--- Text section ---
The efforts represent the determination of Greenberg, chief executive since 1998, to leverage the McDonald's brand beyond hamburgers and french fries. In the U.S., where sales growth has been sluggish for years, that campaign has included the purchase of some or all of a Mexican restaurant chain, a pizza chain and Boston Chicken Inc.
Still, it is a bit of a leap to hotels. Greenberg said at the press conference that he believes clients will be attracted by the things they have come to expect from McDonald's: quality, service, cleanliness and value. A room will cost between 169 Swiss francs and 189 francs ($94.99 and $106.24), with 25 francs added for a second person.
"At a McDonald's, you have the security of knowing what you get," asserts Golden Arch Hotels Sales Director Mirjam von Zweden.
A Web site touting the Golden Arch Hotels highlights fitness centers, the "Golden Arch Bar," "extra-sound-proof walls" and, of course, McDonald's food. The site (www.goldenarchhotel.com) describes the hotels as catering to families and businesspeople. It also mentions a playroom with games, raising the possibility that a hotel chain could win the allegiance of children the way that fast-food playgrounds have done in the U.S.
But will Swiss business travelers bite? "I've just come back from lunch at McDonald's. But I can't imagine staying at a McDonald's hotel on a business trip" because it doesn't seem to fit a banker's image, says Rene Weber, who spends a lot of time on the road as head of the food- and beverage-research team at Bank Vontobel, a major Swiss bank.
Others seem a little more open-minded. "I usually stay in five-stars. But if there isn't one around, why not stay at a McDonald's?" asks Erwin Brunner, an asset manager at Brunner Invest AG. However, he is cautious and adds: "I'd test it first."
Hammer, who spends three nights a week on the road, says he knows exactly what a traveling businessman wants in a hotel. On arrival, there will be automatic check in, says Beat Kuhn, manager at the 211-room hotel planned at the Zurich airport. (The other will be on a highway in Estavayer-le-Lac, in the French-speaking region.) A room badge will give guests access to all facilities. The room will be equipped with a Big Mac' bed that has three built-in motors for a variety of positions. It will also have Internet and computer facilities, with the TV screen serving as a computer screen. A cableless keyboard will be usable from any part of the room.
After meetings in one of the hotel's nine conference rooms, executives can look forward to a hamburger with a choice of wines or beers in the hotel's McDonald's restaurant. In the morning, executives can get a self checkout.
--- Supplied records ---
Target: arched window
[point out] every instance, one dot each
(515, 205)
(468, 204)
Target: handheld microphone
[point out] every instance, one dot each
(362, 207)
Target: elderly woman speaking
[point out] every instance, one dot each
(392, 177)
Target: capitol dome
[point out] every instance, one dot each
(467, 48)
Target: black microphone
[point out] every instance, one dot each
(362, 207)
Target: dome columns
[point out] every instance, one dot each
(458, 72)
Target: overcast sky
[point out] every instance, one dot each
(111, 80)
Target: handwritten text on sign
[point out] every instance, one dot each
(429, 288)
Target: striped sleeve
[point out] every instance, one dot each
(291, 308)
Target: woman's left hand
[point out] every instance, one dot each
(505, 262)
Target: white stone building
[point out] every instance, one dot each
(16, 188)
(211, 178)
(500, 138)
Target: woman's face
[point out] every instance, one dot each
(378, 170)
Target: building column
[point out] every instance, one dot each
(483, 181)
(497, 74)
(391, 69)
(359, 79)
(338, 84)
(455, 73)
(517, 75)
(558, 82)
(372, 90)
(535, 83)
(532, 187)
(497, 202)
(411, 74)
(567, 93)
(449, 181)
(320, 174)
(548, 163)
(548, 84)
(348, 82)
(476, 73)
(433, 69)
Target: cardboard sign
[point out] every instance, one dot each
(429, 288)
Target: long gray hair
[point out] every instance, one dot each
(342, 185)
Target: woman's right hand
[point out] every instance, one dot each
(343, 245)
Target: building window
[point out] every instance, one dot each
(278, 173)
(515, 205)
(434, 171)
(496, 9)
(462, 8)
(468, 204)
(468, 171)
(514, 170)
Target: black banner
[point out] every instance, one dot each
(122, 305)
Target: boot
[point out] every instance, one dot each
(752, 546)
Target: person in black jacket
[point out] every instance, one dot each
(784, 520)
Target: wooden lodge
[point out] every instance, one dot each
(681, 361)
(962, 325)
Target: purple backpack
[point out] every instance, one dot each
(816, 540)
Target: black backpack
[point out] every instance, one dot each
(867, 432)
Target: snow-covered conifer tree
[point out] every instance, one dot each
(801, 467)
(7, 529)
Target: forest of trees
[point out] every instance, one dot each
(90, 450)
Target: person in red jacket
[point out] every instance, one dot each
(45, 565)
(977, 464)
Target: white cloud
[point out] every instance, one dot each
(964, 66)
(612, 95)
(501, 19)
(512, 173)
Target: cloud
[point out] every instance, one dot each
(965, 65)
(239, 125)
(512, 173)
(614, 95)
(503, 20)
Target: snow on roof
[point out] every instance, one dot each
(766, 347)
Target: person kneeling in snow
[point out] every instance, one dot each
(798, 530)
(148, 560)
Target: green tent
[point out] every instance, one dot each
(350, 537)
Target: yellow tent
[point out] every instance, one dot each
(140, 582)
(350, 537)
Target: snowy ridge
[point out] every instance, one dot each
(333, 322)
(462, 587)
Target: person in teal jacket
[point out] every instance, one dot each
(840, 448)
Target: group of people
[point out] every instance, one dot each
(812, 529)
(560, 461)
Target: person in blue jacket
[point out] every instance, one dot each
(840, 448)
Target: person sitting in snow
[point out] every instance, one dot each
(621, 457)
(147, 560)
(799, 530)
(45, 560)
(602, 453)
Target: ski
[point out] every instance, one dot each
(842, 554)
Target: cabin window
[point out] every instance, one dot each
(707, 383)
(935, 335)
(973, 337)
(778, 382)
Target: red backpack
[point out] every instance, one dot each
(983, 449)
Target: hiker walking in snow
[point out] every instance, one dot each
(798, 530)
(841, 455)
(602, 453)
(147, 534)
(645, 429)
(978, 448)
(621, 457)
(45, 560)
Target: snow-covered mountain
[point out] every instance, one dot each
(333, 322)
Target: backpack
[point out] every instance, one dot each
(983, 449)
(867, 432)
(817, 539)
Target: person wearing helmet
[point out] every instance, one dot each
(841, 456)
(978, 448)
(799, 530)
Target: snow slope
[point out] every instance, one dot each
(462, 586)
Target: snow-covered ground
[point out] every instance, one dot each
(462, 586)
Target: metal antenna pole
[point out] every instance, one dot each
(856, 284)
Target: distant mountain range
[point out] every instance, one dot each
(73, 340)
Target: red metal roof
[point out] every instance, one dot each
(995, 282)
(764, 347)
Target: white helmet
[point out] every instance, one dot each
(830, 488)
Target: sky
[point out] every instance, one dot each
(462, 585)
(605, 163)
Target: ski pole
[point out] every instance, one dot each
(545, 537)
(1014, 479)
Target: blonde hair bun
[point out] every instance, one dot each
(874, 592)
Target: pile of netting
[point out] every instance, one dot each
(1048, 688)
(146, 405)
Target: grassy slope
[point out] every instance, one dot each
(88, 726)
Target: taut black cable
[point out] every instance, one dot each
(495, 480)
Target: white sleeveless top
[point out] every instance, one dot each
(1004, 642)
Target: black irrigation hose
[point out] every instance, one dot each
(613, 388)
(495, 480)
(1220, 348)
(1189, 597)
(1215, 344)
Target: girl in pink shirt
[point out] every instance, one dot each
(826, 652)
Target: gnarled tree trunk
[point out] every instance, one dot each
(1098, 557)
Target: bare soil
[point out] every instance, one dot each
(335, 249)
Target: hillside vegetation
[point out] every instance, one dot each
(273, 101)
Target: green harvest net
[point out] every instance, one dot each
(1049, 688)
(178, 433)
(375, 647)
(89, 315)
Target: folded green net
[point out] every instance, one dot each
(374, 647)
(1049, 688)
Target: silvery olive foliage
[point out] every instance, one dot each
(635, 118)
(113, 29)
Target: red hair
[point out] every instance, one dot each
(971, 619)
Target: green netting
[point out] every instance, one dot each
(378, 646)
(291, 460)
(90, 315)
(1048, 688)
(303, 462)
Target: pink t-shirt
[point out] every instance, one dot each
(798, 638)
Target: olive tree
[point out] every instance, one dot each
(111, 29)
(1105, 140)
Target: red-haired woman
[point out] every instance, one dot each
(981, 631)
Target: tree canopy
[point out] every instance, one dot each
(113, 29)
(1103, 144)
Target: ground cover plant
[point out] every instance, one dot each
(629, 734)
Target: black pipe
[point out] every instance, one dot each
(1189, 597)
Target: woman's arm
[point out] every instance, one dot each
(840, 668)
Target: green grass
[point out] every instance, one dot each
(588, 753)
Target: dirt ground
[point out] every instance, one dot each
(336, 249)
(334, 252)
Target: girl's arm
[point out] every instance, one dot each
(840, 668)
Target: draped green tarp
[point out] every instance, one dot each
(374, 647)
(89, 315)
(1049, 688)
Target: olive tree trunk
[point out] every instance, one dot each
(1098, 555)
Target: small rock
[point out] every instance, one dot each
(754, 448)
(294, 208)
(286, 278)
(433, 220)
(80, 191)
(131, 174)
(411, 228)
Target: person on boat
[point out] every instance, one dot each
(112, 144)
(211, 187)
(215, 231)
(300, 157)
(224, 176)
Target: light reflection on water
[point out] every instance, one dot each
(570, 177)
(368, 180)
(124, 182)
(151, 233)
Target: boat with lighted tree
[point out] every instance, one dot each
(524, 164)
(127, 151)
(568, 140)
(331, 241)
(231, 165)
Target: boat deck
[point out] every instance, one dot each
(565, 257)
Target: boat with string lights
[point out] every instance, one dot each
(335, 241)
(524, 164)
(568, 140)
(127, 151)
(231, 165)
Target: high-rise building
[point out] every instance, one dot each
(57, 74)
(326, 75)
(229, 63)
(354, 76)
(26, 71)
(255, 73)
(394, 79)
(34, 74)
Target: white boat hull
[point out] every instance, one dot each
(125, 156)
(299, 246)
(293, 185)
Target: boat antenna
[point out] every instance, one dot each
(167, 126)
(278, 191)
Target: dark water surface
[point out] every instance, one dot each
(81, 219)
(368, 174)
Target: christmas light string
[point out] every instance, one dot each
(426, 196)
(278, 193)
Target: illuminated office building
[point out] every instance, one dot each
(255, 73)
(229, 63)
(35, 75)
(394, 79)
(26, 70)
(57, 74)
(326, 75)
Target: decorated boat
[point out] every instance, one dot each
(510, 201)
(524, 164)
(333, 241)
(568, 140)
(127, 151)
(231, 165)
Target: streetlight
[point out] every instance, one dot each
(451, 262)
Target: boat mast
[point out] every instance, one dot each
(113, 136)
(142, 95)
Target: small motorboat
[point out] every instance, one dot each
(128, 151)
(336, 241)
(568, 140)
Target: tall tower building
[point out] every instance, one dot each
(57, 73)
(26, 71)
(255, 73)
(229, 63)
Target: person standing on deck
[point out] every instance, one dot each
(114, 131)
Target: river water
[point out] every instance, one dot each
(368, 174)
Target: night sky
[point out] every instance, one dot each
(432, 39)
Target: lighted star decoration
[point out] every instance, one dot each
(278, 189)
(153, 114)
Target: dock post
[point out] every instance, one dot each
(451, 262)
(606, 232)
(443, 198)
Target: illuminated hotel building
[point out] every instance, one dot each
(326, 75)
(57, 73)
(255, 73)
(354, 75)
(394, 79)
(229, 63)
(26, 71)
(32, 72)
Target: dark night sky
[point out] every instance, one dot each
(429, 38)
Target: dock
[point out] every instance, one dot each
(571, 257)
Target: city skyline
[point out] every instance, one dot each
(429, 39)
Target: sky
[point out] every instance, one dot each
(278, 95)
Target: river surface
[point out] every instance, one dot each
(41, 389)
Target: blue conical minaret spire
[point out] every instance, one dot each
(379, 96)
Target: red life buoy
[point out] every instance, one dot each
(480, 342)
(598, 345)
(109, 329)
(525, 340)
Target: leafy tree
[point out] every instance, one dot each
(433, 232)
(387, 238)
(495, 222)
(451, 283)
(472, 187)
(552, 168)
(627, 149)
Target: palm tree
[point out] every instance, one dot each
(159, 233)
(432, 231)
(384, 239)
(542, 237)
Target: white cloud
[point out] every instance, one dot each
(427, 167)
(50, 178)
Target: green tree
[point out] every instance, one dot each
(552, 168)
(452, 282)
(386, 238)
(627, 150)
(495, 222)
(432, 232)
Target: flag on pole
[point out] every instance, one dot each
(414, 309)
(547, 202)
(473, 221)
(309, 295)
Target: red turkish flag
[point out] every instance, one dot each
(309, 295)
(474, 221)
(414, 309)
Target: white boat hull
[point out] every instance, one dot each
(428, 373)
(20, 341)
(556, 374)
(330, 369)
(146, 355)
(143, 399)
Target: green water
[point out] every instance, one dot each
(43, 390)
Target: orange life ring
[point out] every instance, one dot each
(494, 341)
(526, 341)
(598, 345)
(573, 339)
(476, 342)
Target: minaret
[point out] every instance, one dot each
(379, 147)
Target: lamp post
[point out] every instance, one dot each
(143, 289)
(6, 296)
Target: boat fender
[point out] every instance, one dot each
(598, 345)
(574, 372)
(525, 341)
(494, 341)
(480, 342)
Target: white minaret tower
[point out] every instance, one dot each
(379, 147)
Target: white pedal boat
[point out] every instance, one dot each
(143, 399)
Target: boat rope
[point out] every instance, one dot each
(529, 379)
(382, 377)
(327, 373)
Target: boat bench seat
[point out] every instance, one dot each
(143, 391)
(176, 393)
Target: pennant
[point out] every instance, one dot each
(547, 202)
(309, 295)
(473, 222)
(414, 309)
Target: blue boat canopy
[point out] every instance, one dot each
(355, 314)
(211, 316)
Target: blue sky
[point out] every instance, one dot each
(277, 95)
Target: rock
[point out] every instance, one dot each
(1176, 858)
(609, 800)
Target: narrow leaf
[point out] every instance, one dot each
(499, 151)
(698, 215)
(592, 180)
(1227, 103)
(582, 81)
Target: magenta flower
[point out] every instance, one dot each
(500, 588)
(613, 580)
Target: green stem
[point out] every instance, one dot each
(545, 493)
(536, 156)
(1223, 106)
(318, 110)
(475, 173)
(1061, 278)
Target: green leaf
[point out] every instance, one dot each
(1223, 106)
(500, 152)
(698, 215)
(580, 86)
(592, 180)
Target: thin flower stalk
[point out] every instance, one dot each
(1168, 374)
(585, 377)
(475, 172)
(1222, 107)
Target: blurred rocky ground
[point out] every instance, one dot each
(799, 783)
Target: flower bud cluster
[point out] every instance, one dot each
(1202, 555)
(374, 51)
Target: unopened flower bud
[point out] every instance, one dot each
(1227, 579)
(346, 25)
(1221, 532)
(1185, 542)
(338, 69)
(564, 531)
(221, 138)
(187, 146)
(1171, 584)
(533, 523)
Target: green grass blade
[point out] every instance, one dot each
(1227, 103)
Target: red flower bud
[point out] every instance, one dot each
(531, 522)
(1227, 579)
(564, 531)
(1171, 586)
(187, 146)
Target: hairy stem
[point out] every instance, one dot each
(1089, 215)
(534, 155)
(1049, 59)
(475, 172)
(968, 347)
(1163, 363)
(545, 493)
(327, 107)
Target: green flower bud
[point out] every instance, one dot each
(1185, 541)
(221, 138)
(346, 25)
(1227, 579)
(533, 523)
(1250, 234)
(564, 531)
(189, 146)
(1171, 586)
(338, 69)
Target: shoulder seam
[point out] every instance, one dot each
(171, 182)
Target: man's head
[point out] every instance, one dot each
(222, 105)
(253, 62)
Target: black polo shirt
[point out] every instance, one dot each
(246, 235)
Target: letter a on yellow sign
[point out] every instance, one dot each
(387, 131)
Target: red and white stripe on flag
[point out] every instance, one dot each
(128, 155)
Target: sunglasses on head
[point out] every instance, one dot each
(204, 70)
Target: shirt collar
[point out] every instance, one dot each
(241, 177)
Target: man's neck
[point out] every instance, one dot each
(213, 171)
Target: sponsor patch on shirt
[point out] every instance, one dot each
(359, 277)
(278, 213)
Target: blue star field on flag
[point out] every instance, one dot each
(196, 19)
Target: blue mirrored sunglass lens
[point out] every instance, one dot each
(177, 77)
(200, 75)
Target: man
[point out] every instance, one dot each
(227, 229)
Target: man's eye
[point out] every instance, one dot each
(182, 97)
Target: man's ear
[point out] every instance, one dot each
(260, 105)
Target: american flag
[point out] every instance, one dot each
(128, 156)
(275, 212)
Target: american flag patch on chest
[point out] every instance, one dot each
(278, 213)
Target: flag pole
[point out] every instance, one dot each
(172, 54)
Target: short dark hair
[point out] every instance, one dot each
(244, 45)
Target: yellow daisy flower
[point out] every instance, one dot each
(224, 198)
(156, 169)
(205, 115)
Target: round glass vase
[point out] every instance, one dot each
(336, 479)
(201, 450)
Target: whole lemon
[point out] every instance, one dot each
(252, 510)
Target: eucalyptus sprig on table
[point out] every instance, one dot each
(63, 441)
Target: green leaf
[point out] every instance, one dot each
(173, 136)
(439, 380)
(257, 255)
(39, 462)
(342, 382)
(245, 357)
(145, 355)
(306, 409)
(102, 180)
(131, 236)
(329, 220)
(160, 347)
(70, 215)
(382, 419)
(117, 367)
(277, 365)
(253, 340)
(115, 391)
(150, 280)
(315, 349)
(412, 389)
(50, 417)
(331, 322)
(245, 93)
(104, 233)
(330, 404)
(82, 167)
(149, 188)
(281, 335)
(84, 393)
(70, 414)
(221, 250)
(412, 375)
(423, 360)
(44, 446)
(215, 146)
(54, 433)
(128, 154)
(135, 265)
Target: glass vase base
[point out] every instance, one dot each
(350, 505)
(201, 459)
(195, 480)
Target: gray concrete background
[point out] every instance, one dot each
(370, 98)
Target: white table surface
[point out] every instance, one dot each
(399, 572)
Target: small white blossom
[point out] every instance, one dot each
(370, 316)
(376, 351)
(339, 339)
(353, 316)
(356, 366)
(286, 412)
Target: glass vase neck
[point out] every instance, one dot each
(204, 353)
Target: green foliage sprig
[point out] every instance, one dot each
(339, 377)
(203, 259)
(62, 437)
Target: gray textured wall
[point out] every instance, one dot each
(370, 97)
---
What needs to be done ->
Answer these questions using the text about the McDonald's hotels, numbering each answer to match its question.
1. How much is added to the room price for a second person?
2. What team does Rene Weber head at Bank Vontobel?
3. How many rooms will the hotel planned at the Zurich airport have?

Written reply ->
1. 25 Swiss francs
2. The food- and beverage-research team
3. 211 rooms